>> Start SUPPLIED MATERIAL
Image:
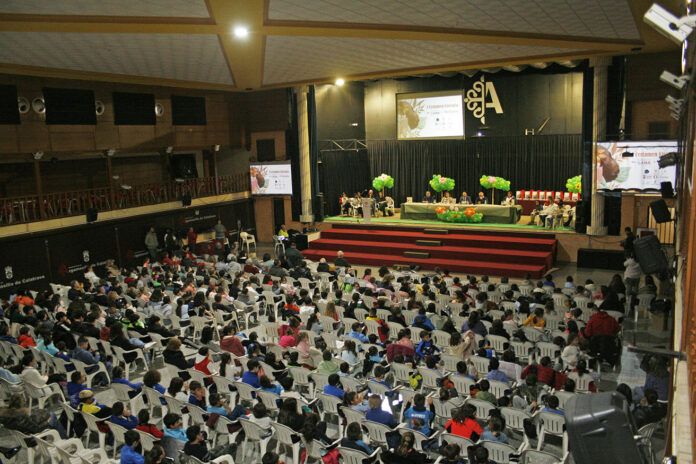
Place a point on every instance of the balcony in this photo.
(33, 208)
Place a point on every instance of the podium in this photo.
(366, 205)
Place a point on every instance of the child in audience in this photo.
(121, 415)
(145, 426)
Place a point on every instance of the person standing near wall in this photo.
(151, 243)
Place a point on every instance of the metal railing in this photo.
(32, 208)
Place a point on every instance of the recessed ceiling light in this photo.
(241, 32)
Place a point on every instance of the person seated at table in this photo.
(509, 199)
(465, 199)
(447, 199)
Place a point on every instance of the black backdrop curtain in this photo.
(528, 162)
(343, 171)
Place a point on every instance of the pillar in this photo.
(600, 65)
(305, 166)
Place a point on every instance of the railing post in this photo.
(39, 189)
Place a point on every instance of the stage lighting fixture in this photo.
(678, 82)
(670, 159)
(674, 28)
(241, 32)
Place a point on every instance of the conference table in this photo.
(497, 214)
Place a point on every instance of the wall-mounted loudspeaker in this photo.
(91, 214)
(660, 211)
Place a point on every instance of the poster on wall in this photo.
(429, 115)
(271, 178)
(633, 165)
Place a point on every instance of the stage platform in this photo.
(396, 222)
(483, 250)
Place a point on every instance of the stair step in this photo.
(429, 242)
(417, 254)
(436, 231)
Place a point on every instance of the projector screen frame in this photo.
(271, 163)
(442, 93)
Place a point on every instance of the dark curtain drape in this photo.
(343, 171)
(528, 162)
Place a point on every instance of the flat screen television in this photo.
(271, 178)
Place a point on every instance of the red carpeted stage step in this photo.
(463, 252)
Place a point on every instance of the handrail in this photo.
(23, 209)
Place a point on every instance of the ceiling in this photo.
(189, 43)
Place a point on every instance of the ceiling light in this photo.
(241, 32)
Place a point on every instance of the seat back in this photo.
(499, 452)
(464, 443)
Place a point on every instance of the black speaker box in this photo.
(91, 214)
(301, 241)
(666, 190)
(660, 211)
(649, 255)
(601, 429)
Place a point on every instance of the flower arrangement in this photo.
(441, 183)
(383, 181)
(495, 183)
(468, 216)
(574, 184)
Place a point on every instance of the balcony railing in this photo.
(32, 208)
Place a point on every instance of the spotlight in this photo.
(674, 28)
(241, 32)
(670, 159)
(678, 82)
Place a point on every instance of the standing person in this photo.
(191, 237)
(465, 199)
(220, 230)
(627, 243)
(631, 274)
(151, 243)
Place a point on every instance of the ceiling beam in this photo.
(244, 56)
(382, 31)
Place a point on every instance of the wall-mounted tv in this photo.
(271, 178)
(634, 165)
(429, 115)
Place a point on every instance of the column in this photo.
(39, 188)
(599, 132)
(305, 167)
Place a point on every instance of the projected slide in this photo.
(633, 165)
(271, 179)
(429, 115)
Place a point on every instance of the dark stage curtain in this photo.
(538, 162)
(343, 171)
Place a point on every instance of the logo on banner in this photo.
(481, 97)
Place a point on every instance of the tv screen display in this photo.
(634, 165)
(70, 106)
(429, 115)
(271, 178)
(134, 108)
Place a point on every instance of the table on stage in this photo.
(491, 213)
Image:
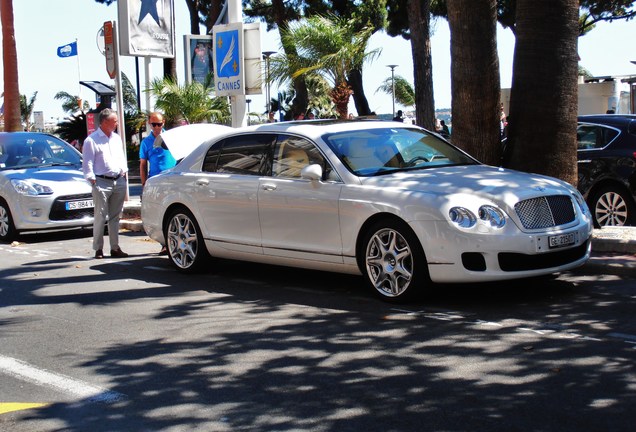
>> End SUPPLIED MATERIAL
* **STATED TASK**
Swap "Place a point" for "Put a dot" everywhere in the data above, and write the whole thing out again with nothing else changed. Leave out the pictures.

* **EXERCISE RESPONSE**
Image:
Put a dot on every instance of the balcony in this photo.
(33, 208)
Put a dot on every instance of the podium in this photo.
(366, 205)
Put a dot on every instance of the child in audience in this photo.
(121, 415)
(145, 426)
Put a dot on every instance of the person standing near wall in this photo.
(151, 243)
Put a dot on every instance of the metal railing in this photo.
(32, 208)
Put a dot on every instance of the recessed ceiling light in this photo.
(241, 32)
Put a dot on every instance of the person seated at table in this photo.
(509, 199)
(465, 199)
(447, 199)
Put a dot on every instance of the black backdrop curtain in this photo.
(528, 162)
(343, 171)
Put a dot on every instance of the pillar in this photo.
(600, 65)
(305, 166)
Put a dot on every instance of the railing post in this photo.
(39, 189)
Put a dot on every instance of the stage lighting fixture in this photo.
(678, 82)
(670, 159)
(674, 28)
(241, 32)
Put a dot on every instance of the conference table in this photo.
(497, 214)
Put a dot on every instance of the wall-mounted loudspeaker in this photo.
(91, 214)
(660, 211)
Put a dot on every instance of the poster on wall in this photo.
(429, 115)
(271, 178)
(633, 165)
Put a dot on every instance of the stage platform in this photo.
(396, 222)
(483, 250)
Put a dot on every instance of the stair step in this photo.
(429, 242)
(417, 254)
(436, 231)
Put a dot on every instance of the projector screen frame in this photo.
(271, 163)
(442, 93)
Put a dot on every instance of the dark curtain drape in this photo.
(343, 171)
(528, 162)
Put a dot on every instance of the flat screen television in this photo.
(271, 178)
Put a dot on every instance of the red carpeted stage step in this photo.
(463, 252)
Put a dot on every instance of the handrail in this photo.
(23, 209)
Put a dot on every instance of the ceiling in this photo.
(189, 43)
Put a dot on every instance of the ceiling light in this photo.
(241, 32)
Put a dot on every instance of the seat back in this photo.
(499, 452)
(464, 443)
Put a dot on every instance of the black speaker box in this photo.
(91, 214)
(301, 241)
(666, 190)
(660, 211)
(649, 255)
(601, 429)
Put a dot on every instance of the flower arrangement in this photo.
(441, 183)
(383, 181)
(495, 183)
(468, 216)
(574, 184)
Put a dot on every instance of the balcony railing in this photo.
(32, 208)
Put a dot on every instance of the spotlight in this photo.
(674, 28)
(241, 32)
(670, 159)
(678, 82)
Put a dot on every instance of the standing person in this photo.
(191, 237)
(465, 199)
(220, 230)
(627, 243)
(631, 274)
(151, 243)
Put a dot on every instance of the ceiling beam in this photo.
(244, 56)
(382, 31)
Put a dot on every instance of the wall-mounted tv in this photo.
(271, 178)
(634, 165)
(429, 115)
Put a dot on every instance of the column in this photo.
(39, 188)
(599, 132)
(305, 167)
Put a dot on every instance of the projected slide in this photo.
(633, 165)
(271, 179)
(429, 115)
Put a dot on every instance of the dark stage curtain in this photo.
(538, 162)
(343, 171)
Put a dot on every instance of the logo on banner in this photo.
(481, 97)
Put a dot on every instance of the tv screen display in this photo.
(634, 165)
(70, 106)
(429, 115)
(271, 178)
(134, 108)
Put a dot on every instance of the table on stage in this photo.
(491, 213)
Image:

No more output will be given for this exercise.